▶ **Data supplied**:
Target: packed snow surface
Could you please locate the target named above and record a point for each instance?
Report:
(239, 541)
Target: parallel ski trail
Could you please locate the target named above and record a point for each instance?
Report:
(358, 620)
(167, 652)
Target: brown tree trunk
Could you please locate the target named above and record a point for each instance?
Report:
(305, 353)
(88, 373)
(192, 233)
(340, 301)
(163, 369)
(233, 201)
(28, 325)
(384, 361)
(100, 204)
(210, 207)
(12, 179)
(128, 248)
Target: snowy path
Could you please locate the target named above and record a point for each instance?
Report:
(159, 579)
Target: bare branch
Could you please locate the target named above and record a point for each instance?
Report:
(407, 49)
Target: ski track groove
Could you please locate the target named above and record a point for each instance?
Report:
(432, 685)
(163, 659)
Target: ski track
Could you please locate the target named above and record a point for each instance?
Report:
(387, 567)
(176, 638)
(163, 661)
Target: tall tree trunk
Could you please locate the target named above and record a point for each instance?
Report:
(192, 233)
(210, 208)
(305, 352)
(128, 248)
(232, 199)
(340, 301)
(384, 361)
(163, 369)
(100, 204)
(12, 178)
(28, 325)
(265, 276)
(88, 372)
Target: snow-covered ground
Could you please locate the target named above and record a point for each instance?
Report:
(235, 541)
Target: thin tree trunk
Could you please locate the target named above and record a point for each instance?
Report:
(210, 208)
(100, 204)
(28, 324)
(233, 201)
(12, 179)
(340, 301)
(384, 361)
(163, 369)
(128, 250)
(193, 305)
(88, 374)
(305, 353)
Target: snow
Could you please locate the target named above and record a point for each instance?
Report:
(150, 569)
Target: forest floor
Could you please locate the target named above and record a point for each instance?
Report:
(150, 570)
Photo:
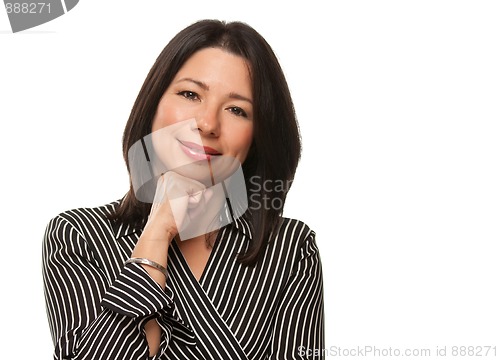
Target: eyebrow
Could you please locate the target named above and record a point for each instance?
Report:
(232, 95)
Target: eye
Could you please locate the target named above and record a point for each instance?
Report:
(190, 95)
(237, 111)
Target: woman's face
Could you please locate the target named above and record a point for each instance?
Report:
(206, 113)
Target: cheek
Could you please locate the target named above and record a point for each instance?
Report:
(242, 141)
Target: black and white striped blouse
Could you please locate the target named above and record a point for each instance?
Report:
(97, 307)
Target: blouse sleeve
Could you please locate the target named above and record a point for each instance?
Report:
(90, 318)
(299, 324)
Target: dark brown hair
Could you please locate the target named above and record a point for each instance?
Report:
(276, 146)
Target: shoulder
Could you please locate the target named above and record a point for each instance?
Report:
(292, 237)
(293, 230)
(85, 220)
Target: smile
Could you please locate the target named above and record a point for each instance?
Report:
(198, 152)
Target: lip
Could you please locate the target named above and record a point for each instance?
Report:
(198, 152)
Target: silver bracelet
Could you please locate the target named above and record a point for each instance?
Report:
(147, 262)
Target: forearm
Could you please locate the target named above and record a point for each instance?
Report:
(153, 248)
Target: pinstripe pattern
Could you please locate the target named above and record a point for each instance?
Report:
(97, 307)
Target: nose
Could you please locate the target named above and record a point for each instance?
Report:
(208, 123)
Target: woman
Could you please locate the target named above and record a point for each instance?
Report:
(140, 277)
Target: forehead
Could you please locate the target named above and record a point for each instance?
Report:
(217, 66)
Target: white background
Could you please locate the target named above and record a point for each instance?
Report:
(398, 103)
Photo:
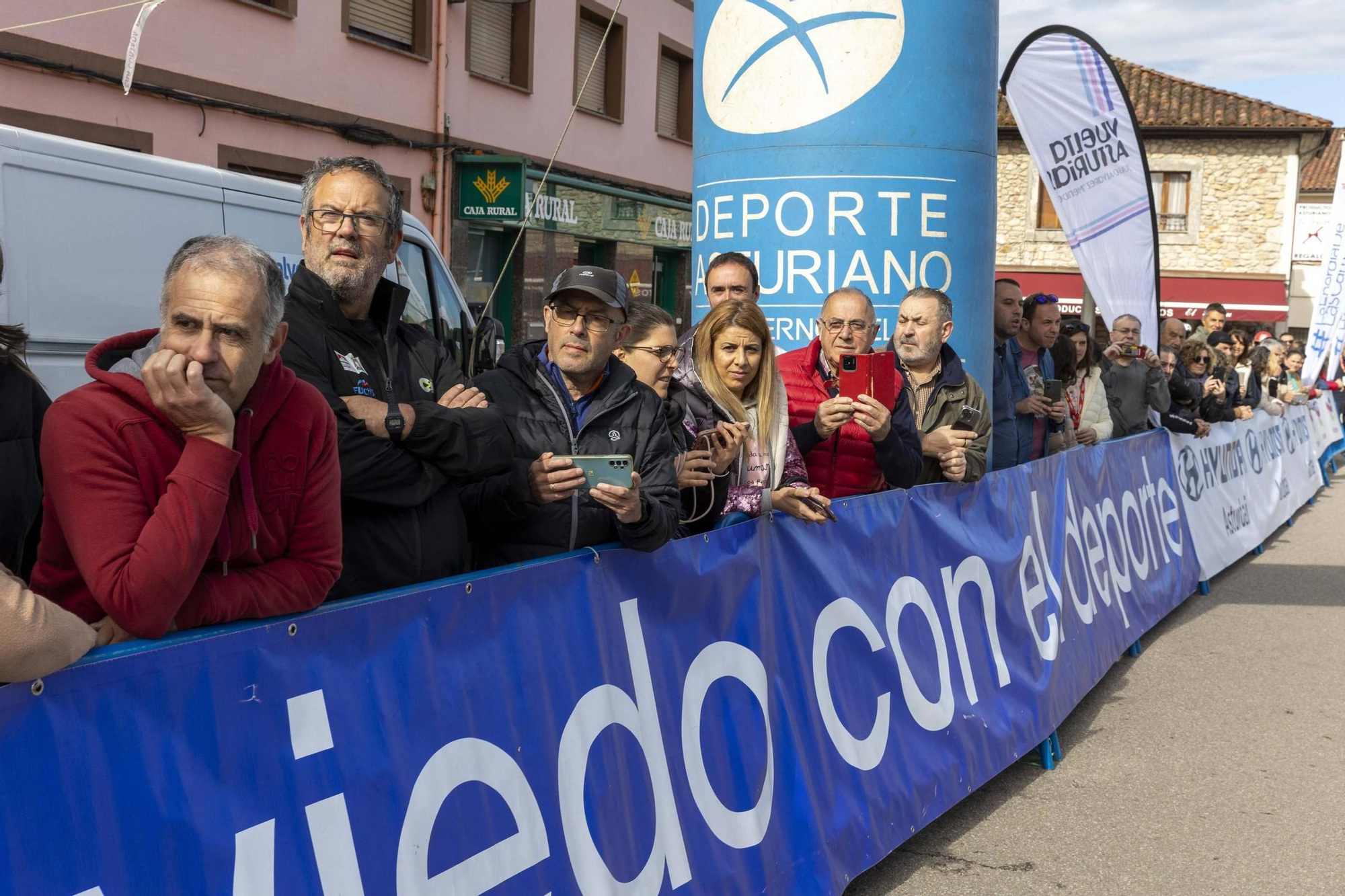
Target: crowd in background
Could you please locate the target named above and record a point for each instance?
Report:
(266, 450)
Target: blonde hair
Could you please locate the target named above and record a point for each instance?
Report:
(748, 317)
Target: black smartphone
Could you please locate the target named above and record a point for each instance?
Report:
(969, 419)
(820, 507)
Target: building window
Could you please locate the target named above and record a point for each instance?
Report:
(500, 42)
(1047, 217)
(673, 110)
(606, 87)
(1172, 200)
(400, 25)
(284, 7)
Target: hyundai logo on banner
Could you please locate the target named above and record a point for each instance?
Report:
(849, 143)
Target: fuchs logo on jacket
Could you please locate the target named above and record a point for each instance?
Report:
(352, 362)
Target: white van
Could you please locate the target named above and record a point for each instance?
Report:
(88, 231)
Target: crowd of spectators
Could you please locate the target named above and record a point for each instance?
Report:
(266, 450)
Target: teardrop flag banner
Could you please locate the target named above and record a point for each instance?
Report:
(1081, 128)
(134, 48)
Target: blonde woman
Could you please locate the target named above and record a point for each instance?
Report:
(734, 380)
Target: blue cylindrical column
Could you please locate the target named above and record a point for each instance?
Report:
(849, 143)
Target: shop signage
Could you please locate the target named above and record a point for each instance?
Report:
(490, 189)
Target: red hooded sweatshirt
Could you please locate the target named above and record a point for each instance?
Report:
(154, 528)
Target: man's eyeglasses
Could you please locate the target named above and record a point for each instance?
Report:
(332, 221)
(662, 353)
(836, 325)
(567, 317)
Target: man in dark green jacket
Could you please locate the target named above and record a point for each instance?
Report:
(939, 388)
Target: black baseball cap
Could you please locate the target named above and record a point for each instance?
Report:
(601, 283)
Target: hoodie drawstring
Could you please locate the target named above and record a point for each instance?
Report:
(243, 443)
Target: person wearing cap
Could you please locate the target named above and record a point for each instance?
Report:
(566, 396)
(408, 427)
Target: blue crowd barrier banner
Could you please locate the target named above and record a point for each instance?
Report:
(769, 708)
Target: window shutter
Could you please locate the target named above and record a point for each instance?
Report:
(493, 40)
(591, 45)
(391, 19)
(670, 87)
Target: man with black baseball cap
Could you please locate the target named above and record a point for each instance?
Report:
(567, 396)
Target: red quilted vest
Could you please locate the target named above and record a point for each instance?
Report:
(844, 464)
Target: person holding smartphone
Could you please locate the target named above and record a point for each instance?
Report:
(1133, 378)
(734, 374)
(704, 458)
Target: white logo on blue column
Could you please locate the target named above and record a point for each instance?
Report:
(779, 65)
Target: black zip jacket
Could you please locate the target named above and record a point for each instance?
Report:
(22, 407)
(626, 417)
(401, 513)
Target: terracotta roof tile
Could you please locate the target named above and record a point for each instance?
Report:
(1321, 170)
(1164, 101)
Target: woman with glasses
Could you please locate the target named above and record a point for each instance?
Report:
(650, 350)
(1215, 404)
(1086, 399)
(735, 377)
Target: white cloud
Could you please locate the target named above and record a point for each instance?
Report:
(1204, 41)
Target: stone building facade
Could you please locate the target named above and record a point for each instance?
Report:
(1226, 171)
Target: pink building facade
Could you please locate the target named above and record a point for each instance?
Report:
(266, 87)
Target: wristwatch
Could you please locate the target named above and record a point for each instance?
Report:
(395, 423)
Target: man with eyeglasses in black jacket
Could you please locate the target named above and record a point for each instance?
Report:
(410, 428)
(567, 396)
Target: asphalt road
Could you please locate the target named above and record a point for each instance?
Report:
(1214, 763)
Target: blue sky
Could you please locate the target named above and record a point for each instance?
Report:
(1291, 53)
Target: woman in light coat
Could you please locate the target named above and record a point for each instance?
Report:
(1086, 397)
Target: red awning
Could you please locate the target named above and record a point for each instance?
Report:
(1184, 298)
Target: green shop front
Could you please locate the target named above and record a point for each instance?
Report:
(575, 222)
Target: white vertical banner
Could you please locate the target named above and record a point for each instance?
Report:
(134, 48)
(1077, 119)
(1327, 333)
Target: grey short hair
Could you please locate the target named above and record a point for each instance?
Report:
(332, 165)
(237, 256)
(849, 291)
(938, 295)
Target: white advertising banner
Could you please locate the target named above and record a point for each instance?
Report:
(1324, 423)
(1243, 482)
(1077, 120)
(1327, 331)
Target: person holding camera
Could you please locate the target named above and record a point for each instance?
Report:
(853, 446)
(1086, 397)
(1133, 378)
(948, 404)
(567, 399)
(734, 381)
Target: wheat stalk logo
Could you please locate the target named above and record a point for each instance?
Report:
(492, 189)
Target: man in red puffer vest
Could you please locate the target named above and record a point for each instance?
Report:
(851, 447)
(197, 479)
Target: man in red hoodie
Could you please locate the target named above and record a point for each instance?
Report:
(196, 481)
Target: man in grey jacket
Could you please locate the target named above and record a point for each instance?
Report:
(1135, 382)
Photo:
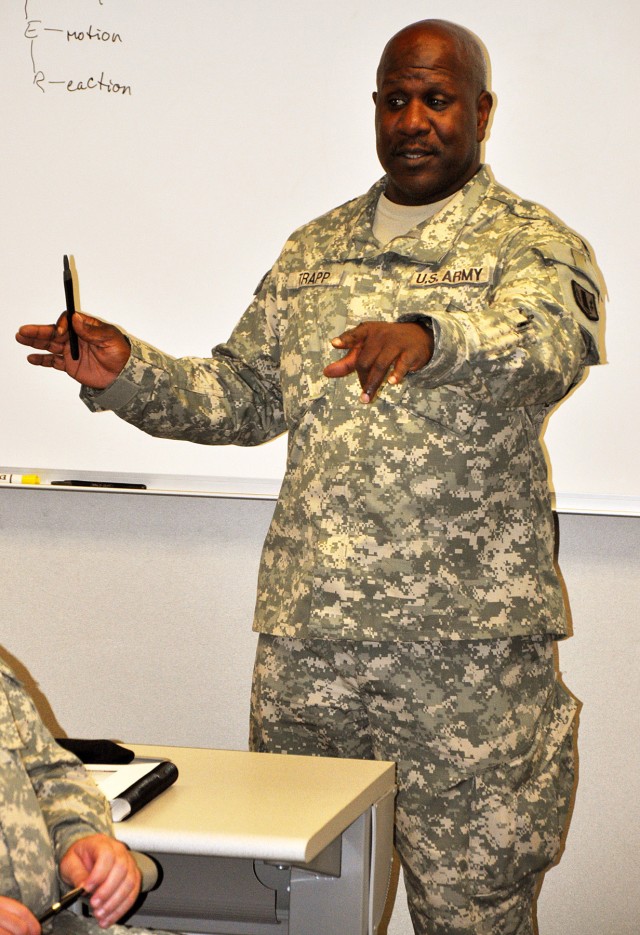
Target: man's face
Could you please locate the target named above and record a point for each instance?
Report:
(430, 117)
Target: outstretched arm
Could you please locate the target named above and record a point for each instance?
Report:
(104, 350)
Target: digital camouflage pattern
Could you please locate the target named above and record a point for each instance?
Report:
(481, 733)
(426, 514)
(47, 801)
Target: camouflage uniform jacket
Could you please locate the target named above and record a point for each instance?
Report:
(426, 514)
(48, 801)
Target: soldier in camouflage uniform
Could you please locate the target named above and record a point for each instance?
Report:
(55, 830)
(407, 599)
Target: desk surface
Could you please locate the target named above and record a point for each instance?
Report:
(231, 803)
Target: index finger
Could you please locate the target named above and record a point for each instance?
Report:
(42, 337)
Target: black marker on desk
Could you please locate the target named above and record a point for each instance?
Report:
(63, 903)
(97, 483)
(71, 307)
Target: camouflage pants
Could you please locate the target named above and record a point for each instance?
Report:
(482, 736)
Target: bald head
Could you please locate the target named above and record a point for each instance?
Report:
(432, 111)
(467, 48)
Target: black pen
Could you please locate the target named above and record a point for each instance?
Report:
(97, 483)
(71, 307)
(63, 903)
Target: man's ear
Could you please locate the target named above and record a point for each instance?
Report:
(485, 103)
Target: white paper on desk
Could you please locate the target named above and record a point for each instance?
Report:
(113, 779)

▶ **Required work**:
In the lines above, locate the string "hair". Copy every line where it occurs.

▶ **Answer section**:
Target: dark brown hair
Target: blonde hair
Target: grey short hair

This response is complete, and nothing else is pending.